> **EXERCISE**:
Each record must be written out again exactly. Skip any picture it contains.

> **SUPPLIED MATERIAL**:

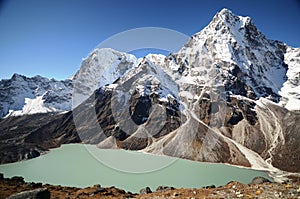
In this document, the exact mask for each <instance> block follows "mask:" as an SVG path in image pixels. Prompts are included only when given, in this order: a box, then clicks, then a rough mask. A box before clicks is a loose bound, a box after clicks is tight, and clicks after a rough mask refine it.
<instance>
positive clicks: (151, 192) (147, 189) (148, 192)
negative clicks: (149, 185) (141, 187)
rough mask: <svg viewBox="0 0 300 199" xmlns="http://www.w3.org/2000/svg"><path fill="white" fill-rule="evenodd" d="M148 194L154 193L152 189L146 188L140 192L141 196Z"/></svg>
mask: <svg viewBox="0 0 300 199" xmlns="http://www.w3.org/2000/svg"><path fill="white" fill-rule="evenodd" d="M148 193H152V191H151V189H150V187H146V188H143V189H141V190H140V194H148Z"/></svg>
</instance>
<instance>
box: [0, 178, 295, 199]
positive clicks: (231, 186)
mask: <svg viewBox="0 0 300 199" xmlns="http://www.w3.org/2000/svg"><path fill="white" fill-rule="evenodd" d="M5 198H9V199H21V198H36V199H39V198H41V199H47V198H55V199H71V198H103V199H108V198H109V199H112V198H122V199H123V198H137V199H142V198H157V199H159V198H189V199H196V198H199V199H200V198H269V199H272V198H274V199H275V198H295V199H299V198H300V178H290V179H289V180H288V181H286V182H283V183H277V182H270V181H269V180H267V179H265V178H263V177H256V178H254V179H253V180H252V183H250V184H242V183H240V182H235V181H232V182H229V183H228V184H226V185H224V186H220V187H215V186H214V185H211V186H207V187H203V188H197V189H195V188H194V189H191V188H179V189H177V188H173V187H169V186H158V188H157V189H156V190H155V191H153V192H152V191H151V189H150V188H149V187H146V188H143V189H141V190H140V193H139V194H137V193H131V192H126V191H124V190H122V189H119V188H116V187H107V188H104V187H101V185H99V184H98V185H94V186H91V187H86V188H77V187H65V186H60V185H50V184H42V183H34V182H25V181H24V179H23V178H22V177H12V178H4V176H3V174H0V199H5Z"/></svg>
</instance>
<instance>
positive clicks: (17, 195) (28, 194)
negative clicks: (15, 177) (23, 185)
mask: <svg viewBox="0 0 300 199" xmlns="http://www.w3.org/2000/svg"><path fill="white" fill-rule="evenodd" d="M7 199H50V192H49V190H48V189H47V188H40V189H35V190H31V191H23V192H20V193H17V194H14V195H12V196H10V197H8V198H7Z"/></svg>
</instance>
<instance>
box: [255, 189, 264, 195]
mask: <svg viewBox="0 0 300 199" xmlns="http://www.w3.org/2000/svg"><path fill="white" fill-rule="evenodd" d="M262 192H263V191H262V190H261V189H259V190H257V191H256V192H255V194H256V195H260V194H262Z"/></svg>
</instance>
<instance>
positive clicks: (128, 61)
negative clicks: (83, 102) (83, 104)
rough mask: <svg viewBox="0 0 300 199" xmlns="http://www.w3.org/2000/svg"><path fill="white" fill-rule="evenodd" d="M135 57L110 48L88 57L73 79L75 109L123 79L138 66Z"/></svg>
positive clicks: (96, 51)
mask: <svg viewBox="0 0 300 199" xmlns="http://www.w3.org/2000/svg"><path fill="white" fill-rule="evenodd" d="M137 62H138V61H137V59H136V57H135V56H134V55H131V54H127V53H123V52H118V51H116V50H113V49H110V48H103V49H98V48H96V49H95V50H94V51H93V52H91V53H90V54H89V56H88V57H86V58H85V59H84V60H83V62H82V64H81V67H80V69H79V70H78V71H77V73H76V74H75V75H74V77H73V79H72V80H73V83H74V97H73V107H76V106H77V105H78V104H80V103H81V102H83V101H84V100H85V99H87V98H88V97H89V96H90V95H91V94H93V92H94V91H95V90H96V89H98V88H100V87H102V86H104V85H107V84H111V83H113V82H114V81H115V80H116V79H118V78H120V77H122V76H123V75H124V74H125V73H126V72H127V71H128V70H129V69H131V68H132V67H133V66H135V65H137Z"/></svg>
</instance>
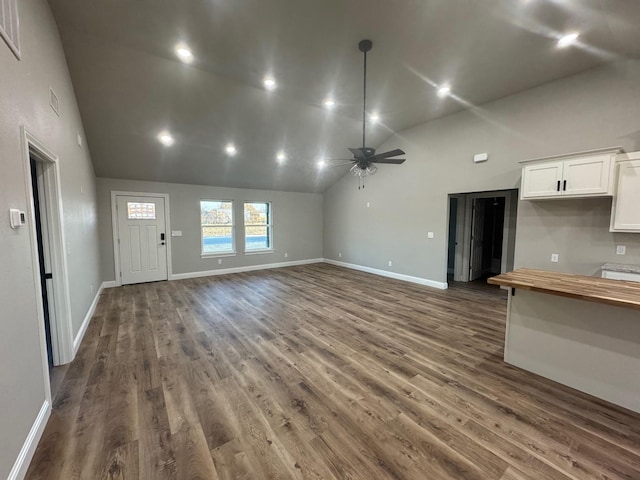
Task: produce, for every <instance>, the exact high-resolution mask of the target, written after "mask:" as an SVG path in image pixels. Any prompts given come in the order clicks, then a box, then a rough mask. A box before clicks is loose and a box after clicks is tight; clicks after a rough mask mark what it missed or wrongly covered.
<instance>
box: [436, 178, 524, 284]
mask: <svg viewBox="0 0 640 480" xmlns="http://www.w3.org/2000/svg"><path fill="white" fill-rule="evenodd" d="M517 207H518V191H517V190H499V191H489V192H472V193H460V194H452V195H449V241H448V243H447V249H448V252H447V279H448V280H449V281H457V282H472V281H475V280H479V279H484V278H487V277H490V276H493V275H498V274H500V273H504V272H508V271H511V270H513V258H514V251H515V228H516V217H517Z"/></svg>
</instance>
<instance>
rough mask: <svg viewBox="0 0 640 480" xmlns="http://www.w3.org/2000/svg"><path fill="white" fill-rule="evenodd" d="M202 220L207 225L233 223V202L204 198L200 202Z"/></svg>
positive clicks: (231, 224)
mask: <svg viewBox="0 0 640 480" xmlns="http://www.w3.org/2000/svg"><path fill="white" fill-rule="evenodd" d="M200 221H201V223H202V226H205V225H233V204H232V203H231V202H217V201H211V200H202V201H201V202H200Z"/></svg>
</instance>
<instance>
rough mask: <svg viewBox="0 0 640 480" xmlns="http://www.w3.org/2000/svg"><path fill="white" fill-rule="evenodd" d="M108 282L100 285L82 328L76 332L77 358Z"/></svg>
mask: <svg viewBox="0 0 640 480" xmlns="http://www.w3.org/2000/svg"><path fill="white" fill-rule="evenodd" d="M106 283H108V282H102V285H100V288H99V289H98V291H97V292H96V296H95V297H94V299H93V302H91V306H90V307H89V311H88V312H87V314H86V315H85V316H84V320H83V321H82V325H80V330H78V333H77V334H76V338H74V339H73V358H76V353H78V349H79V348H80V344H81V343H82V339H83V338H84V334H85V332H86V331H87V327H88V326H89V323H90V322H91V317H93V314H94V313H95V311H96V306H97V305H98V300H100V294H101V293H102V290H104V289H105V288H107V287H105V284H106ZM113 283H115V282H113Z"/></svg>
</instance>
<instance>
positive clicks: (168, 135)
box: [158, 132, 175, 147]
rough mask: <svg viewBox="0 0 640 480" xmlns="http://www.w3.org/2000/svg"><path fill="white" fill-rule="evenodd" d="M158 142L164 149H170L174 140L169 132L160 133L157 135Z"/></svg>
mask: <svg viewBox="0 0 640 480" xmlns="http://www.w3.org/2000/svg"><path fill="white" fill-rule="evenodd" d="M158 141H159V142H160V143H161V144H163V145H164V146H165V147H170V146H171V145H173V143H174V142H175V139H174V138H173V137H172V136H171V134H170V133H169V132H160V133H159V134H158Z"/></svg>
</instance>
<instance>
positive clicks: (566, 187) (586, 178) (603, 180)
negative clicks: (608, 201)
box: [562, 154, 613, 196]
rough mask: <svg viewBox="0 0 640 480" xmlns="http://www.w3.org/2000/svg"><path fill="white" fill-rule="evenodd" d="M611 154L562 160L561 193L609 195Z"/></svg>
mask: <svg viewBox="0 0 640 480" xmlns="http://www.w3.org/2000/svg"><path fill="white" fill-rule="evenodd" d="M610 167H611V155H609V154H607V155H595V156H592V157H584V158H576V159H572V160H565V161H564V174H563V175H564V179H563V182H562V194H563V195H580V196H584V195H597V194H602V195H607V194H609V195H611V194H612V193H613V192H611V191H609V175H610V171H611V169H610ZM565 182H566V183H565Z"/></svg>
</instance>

> **SOLUTION FOR THIS EXERCISE**:
In this document, the exact mask for each <instance> block follows "mask:" as an SVG path in image pixels. Prompts are included only when given, in this order: a box, then clicks, then a rough mask. A box before clicks is a loose bound, a box after clicks is tight, and clicks after a rough mask refine it.
<instance>
positive clicks: (151, 192) (147, 189) (148, 192)
negative clicks: (149, 185) (141, 187)
rough mask: <svg viewBox="0 0 300 199" xmlns="http://www.w3.org/2000/svg"><path fill="white" fill-rule="evenodd" d="M148 194L154 193L152 189L146 188L140 192L141 196Z"/></svg>
mask: <svg viewBox="0 0 300 199" xmlns="http://www.w3.org/2000/svg"><path fill="white" fill-rule="evenodd" d="M148 193H152V191H151V189H150V187H146V188H143V189H141V190H140V194H148Z"/></svg>
</instance>
<instance>
box: [0, 178, 295, 199]
positive clicks: (231, 186)
mask: <svg viewBox="0 0 300 199" xmlns="http://www.w3.org/2000/svg"><path fill="white" fill-rule="evenodd" d="M5 198H9V199H21V198H36V199H39V198H41V199H47V198H55V199H71V198H103V199H108V198H109V199H112V198H122V199H123V198H137V199H142V198H157V199H159V198H189V199H196V198H199V199H200V198H269V199H272V198H274V199H275V198H295V199H299V198H300V178H290V179H289V180H288V181H286V182H283V183H277V182H270V181H269V180H267V179H265V178H263V177H256V178H254V179H253V180H252V183H250V184H242V183H240V182H235V181H232V182H229V183H228V184H226V185H224V186H220V187H215V186H214V185H211V186H207V187H203V188H197V189H195V188H194V189H191V188H179V189H177V188H173V187H169V186H158V188H157V189H156V190H155V191H153V192H152V191H151V189H150V188H149V187H146V188H143V189H141V190H140V193H139V194H137V193H131V192H126V191H124V190H122V189H119V188H116V187H107V188H104V187H101V185H99V184H98V185H94V186H91V187H86V188H77V187H65V186H60V185H50V184H42V183H34V182H25V181H24V179H23V178H22V177H12V178H4V176H3V174H0V199H5Z"/></svg>
</instance>
<instance>
positive clicks: (17, 195) (28, 194)
negative clicks: (15, 177) (23, 185)
mask: <svg viewBox="0 0 300 199" xmlns="http://www.w3.org/2000/svg"><path fill="white" fill-rule="evenodd" d="M7 199H50V192H49V190H48V189H47V188H40V189H35V190H31V191H23V192H20V193H17V194H14V195H12V196H10V197H8V198H7Z"/></svg>
</instance>
<instance>
box: [255, 189, 264, 195]
mask: <svg viewBox="0 0 300 199" xmlns="http://www.w3.org/2000/svg"><path fill="white" fill-rule="evenodd" d="M262 192H263V191H262V190H261V189H259V190H257V191H256V192H255V194H256V195H260V194H262Z"/></svg>
</instance>
<instance>
positive clicks: (128, 61)
negative clicks: (83, 102) (83, 104)
rough mask: <svg viewBox="0 0 300 199" xmlns="http://www.w3.org/2000/svg"><path fill="white" fill-rule="evenodd" d="M135 57L110 48L88 57L73 79L75 109L123 79L138 66Z"/></svg>
positive clicks: (96, 51)
mask: <svg viewBox="0 0 300 199" xmlns="http://www.w3.org/2000/svg"><path fill="white" fill-rule="evenodd" d="M137 62H138V61H137V59H136V57H135V56H134V55H131V54H127V53H123V52H118V51H116V50H113V49H110V48H103V49H98V48H96V49H95V50H94V51H93V52H91V53H90V54H89V56H88V57H86V58H85V59H84V60H83V62H82V64H81V67H80V69H79V70H78V71H77V73H76V74H75V75H74V77H73V79H72V80H73V83H74V97H73V107H76V106H77V105H78V104H80V103H81V102H83V101H84V100H85V99H87V98H88V97H89V96H90V95H91V94H93V92H94V91H95V90H96V89H98V88H100V87H102V86H104V85H107V84H111V83H113V82H114V81H115V80H116V79H118V78H120V77H122V76H123V75H124V74H125V73H126V72H127V71H128V70H129V69H131V68H132V67H133V66H135V65H137Z"/></svg>
</instance>
Task: produce, for every <instance>, the exact high-resolution mask of the target, written after "mask:" as an SVG path in image pixels. Any prompts given come in the order clicks, then a box, then a rough mask. A box before clicks is loose and a box after clicks is tight; clicks after a rough mask mark what it missed or wrongly covered.
<instance>
box: [436, 178, 524, 284]
mask: <svg viewBox="0 0 640 480" xmlns="http://www.w3.org/2000/svg"><path fill="white" fill-rule="evenodd" d="M517 207H518V191H517V190H499V191H489V192H472V193H460V194H452V195H449V241H448V243H447V249H448V252H447V279H448V280H449V281H457V282H472V281H475V280H479V279H484V278H487V277H490V276H493V275H498V274H500V273H504V272H508V271H511V270H513V258H514V251H515V228H516V217H517Z"/></svg>
</instance>
<instance>
rough mask: <svg viewBox="0 0 640 480" xmlns="http://www.w3.org/2000/svg"><path fill="white" fill-rule="evenodd" d="M202 220L207 225L233 223V202L204 198L200 202Z"/></svg>
positive clicks: (231, 224)
mask: <svg viewBox="0 0 640 480" xmlns="http://www.w3.org/2000/svg"><path fill="white" fill-rule="evenodd" d="M200 221H201V223H202V226H205V225H233V204H232V203H231V202H217V201H211V200H202V201H201V202H200Z"/></svg>
</instance>
<instance>
rough mask: <svg viewBox="0 0 640 480" xmlns="http://www.w3.org/2000/svg"><path fill="white" fill-rule="evenodd" d="M108 282L100 285L82 328L76 332L77 358Z"/></svg>
mask: <svg viewBox="0 0 640 480" xmlns="http://www.w3.org/2000/svg"><path fill="white" fill-rule="evenodd" d="M106 283H108V282H102V285H100V288H99V289H98V291H97V292H96V296H95V297H94V299H93V302H91V306H90V307H89V311H88V312H87V314H86V315H85V316H84V320H83V321H82V325H80V330H78V333H77V334H76V338H74V339H73V358H76V353H78V349H79V348H80V344H81V343H82V339H83V338H84V334H85V332H86V331H87V327H88V326H89V323H90V322H91V317H93V314H94V313H95V311H96V306H97V305H98V300H100V294H101V293H102V290H104V289H105V288H107V287H105V284H106ZM113 283H115V282H113Z"/></svg>
</instance>
<instance>
positive clicks: (168, 135)
box: [158, 132, 175, 147]
rough mask: <svg viewBox="0 0 640 480" xmlns="http://www.w3.org/2000/svg"><path fill="white" fill-rule="evenodd" d="M158 142L164 149H170L174 140L169 132L160 133L157 135Z"/></svg>
mask: <svg viewBox="0 0 640 480" xmlns="http://www.w3.org/2000/svg"><path fill="white" fill-rule="evenodd" d="M158 141H159V142H160V143H161V144H163V145H164V146H165V147H170V146H171V145H173V143H174V142H175V139H174V138H173V137H172V136H171V134H170V133H169V132H160V133H159V134H158Z"/></svg>
</instance>
<instance>
positive clicks: (566, 187) (586, 178) (603, 180)
negative clicks: (608, 201)
box: [562, 154, 613, 196]
rough mask: <svg viewBox="0 0 640 480" xmlns="http://www.w3.org/2000/svg"><path fill="white" fill-rule="evenodd" d="M611 154L562 160L561 193L609 195Z"/></svg>
mask: <svg viewBox="0 0 640 480" xmlns="http://www.w3.org/2000/svg"><path fill="white" fill-rule="evenodd" d="M610 167H611V155H609V154H607V155H595V156H592V157H584V158H576V159H572V160H565V161H564V174H563V175H564V179H563V182H562V194H563V195H580V196H584V195H597V194H602V195H607V194H609V195H611V194H612V193H613V192H611V191H609V175H610V171H611V169H610ZM565 182H566V183H565Z"/></svg>
</instance>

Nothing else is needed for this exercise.